Task:
What you return must match the records exactly, with every line included.

Exercise data:
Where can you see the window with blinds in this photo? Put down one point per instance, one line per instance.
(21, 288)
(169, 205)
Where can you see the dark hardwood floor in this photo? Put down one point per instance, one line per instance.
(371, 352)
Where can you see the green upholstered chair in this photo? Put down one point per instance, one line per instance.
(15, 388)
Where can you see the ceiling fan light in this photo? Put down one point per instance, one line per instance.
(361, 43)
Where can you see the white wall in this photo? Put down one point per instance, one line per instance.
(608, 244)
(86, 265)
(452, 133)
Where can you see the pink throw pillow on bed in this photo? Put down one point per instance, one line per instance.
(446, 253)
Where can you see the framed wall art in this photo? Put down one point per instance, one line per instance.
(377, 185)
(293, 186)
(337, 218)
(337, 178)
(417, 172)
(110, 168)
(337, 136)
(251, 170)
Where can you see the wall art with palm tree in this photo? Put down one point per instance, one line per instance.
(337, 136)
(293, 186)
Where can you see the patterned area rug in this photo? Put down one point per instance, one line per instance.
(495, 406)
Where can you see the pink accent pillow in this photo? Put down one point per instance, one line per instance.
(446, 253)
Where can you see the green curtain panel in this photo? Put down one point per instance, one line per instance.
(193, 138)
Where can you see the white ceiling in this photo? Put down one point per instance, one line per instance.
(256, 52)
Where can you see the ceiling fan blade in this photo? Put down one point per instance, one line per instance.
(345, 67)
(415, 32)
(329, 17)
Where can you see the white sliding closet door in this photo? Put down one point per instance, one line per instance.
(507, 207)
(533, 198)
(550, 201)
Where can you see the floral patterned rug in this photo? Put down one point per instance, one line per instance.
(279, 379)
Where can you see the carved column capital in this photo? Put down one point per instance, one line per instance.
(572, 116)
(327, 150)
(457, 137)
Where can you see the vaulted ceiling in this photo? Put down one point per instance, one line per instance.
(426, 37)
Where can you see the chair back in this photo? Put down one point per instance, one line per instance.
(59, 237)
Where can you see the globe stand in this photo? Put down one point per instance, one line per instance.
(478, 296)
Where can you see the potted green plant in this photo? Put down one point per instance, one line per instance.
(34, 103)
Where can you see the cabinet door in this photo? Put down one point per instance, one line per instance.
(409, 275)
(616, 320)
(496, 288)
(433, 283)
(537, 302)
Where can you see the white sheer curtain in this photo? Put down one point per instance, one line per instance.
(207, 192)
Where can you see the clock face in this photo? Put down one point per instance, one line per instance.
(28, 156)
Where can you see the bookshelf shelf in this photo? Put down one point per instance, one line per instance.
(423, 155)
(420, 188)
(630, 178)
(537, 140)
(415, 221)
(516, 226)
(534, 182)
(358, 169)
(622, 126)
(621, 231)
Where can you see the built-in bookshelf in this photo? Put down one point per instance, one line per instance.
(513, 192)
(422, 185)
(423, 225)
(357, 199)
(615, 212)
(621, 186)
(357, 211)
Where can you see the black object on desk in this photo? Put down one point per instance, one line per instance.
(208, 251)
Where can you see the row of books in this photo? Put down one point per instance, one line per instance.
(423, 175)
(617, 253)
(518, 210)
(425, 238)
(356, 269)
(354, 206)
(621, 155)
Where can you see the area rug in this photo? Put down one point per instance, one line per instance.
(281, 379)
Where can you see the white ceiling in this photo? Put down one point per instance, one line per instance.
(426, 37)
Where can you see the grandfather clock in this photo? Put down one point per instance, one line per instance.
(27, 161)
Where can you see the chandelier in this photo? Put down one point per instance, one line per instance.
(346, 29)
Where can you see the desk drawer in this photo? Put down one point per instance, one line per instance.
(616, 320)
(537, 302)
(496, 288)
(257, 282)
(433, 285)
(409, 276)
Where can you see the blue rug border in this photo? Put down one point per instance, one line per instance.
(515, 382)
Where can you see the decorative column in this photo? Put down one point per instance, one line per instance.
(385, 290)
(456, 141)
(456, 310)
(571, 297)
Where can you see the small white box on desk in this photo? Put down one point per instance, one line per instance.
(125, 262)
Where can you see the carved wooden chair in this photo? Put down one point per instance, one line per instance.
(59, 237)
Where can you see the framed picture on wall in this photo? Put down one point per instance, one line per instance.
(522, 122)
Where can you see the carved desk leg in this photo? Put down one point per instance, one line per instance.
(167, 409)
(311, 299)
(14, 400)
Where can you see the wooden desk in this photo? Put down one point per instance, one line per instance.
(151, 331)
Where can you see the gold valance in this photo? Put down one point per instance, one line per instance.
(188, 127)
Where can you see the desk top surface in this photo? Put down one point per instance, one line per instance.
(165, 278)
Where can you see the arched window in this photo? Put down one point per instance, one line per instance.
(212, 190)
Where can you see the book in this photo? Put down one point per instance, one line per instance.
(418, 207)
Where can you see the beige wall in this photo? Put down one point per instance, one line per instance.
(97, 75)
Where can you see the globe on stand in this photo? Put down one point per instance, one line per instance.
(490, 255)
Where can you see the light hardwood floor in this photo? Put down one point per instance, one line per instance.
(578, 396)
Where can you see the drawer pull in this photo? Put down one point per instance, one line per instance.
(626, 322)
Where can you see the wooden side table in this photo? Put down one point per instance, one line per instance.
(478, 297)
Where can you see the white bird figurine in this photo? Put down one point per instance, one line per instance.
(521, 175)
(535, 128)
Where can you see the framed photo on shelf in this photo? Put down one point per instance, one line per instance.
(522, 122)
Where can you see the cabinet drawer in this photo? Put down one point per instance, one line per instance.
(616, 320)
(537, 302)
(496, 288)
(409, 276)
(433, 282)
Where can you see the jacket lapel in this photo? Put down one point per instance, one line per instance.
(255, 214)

Answer:
Where can you see the window with blinds in this photo? Put down one point per instance, one line per instance.
(21, 288)
(169, 205)
Where can you see the dark hardwood floor in this photo? Put down one point per instance, one line per instance.
(371, 352)
Where can you see the green upholstered chair in this photo? Put down one point per instance, one line per instance.
(15, 388)
Where can you see the ceiling fan light in this photo? Put down one point per instance, one line per instance.
(361, 43)
Where can you see the white wall in this photo? Put down one point per instance, one line per instance.
(608, 244)
(86, 265)
(452, 133)
Where can you see the pink throw pillow on bed in this photo? Put down one point per instance, one line per instance.
(446, 253)
Where can you see the framed wall art in this photo? Put down one point per instance, one line per instance.
(377, 185)
(293, 186)
(337, 218)
(337, 178)
(417, 172)
(110, 168)
(337, 136)
(251, 170)
Where can you see the wall art with palm tree in this photo? Put down one point per instance, one line per instance.
(337, 136)
(293, 186)
Where can you see the patterned area rug in this photo? Put down one point per instance, one line per instance.
(495, 406)
Where can you see the pink accent pillow in this photo? Put down one point per instance, one line per instance.
(446, 253)
Where can you see the green curtain panel in this photo? Put down one point per instance, one line per instance.
(193, 138)
Where can you see the white ceiling in this photo? Put down one point per instance, one line per instance.
(256, 52)
Where can you see the ceiling fan blade in this photo? Put down one point per instance, one line per instance.
(345, 67)
(415, 32)
(329, 17)
Where can you see the white sliding closet door in this photo? Put down one point per instance, one line per instance.
(507, 207)
(533, 198)
(550, 201)
Where can you see the floral patterned rug in this photo? Put down one point per instance, one line per instance.
(279, 379)
Where can you see the carved column capital in this photo? Put down one point per instance, one line per instance.
(572, 116)
(327, 150)
(457, 137)
Where can you see the vaulted ceiling in this photo? Put down one point per instance, one line per instance.
(426, 37)
Where can you see the chair back in this photo? Put down one point per instance, one line per instance.
(59, 237)
Where can you see the globe stand in this photo? Put down one point per instance, one line per instance.
(478, 296)
Where can you see the potted green plant in this photo? Put down one point per instance, one line per instance.
(34, 103)
Where can you see the cabinet door in this photo? Put down one point per instance, one line per instance.
(409, 275)
(616, 320)
(496, 288)
(433, 283)
(537, 302)
Where can you see the white sheer curtain in this photo? Put down one point per instance, one line per instance.
(207, 192)
Where can you see the clock face in this photo? Put down one point per instance, one line per instance.
(28, 156)
Where can you see the bookshelf shelf in this photo? Put down one point per instance, one line per instance.
(423, 155)
(420, 188)
(630, 178)
(537, 140)
(415, 221)
(516, 226)
(534, 182)
(358, 169)
(622, 126)
(621, 231)
Where can you see the built-in bookshelf in this photo? Put down one point per instance, one line per instance.
(513, 192)
(422, 185)
(423, 225)
(357, 199)
(615, 212)
(621, 186)
(357, 211)
Where can you see the black object on desk in this photo? Put down one point per instance, one line per instance.
(208, 251)
Where can you see the row of books in this photo? Put down one point per instance, one line per instance.
(423, 175)
(617, 253)
(518, 210)
(425, 238)
(356, 269)
(354, 206)
(621, 155)
Where can you see the area rug in this photo? Put down one point per instance, one line per instance.
(281, 379)
Where can you see the white ceiling in this photo? Put down one point per instance, one line per instance.
(426, 37)
Where can you see the grandfather clock in this photo? Put down one point per instance, one line per instance.
(27, 161)
Where can you see the chandelier in this photo? Put down one point per instance, one line per instance.
(346, 29)
Where can you see the desk drawer in this photo? Put down one point per instance, one line per instance.
(616, 320)
(537, 302)
(496, 288)
(257, 282)
(433, 285)
(409, 276)
Where can you see the blue rug border in this photo? Put down one point per instance, one line per instance.
(515, 382)
Where can you see the decorative column in this photo? Put down one point per instance, one line per instance.
(385, 290)
(456, 141)
(456, 310)
(571, 297)
Where can you see the small white box on desk in this photo? Put down one point per instance, one line per instance.
(125, 262)
Where can you see the carved wooden chair in this photo? Put down one point per instance, one line per instance.
(59, 237)
Where can you see the framed picture on wall in this photo? Put down one point per instance, one line per instance.
(522, 122)
Where can you see the carved desk leg in this photo? Put down one point per instance, one line per instance.
(167, 409)
(311, 299)
(14, 400)
Where can you see the wooden desk in this photo? Put down one point per instance, one line per instance.
(151, 331)
Where can you see the gold valance in this photo? Put down one point per instance, one line per instance.
(188, 127)
Where can you see the desk top surface in this photo? Put down one point per instance, one line per instance.
(165, 278)
Where can you see the arched window in this photo? Put down one point per instance, one line per instance.
(212, 190)
Where can you see the book in this photo? Put down one point per instance, one line per instance.
(418, 207)
Where can you see the beige wall in this photo? Put down one point per instance, one line per instance.
(97, 75)
Where can you see the globe on stand in this photo? Put down one point per instance, one line per instance.
(490, 255)
Where can you see the light hardwood floor in this photo? Put down one point per instance, one line per instance.
(578, 396)
Where can you see the drawer pull in this photo? Put down one point per instance, one line per instance.
(626, 322)
Where can you see the wooden side table in this photo? Put down one point per instance, one line per instance.
(478, 297)
Where can you see the white bird figurine in this photo? Put down one point per instance, one line per instance.
(521, 175)
(535, 128)
Where can you see the framed photo on shelf in this photo? Put down one point per instance, one line per instance.
(522, 122)
Where can you see the cabinet drawer in this photo? Put down one point per instance, one line per instance.
(616, 320)
(537, 302)
(496, 288)
(409, 276)
(433, 282)
Where can you see the jacket lapel in this photo? Put down one point per instance, one line per instance.
(255, 214)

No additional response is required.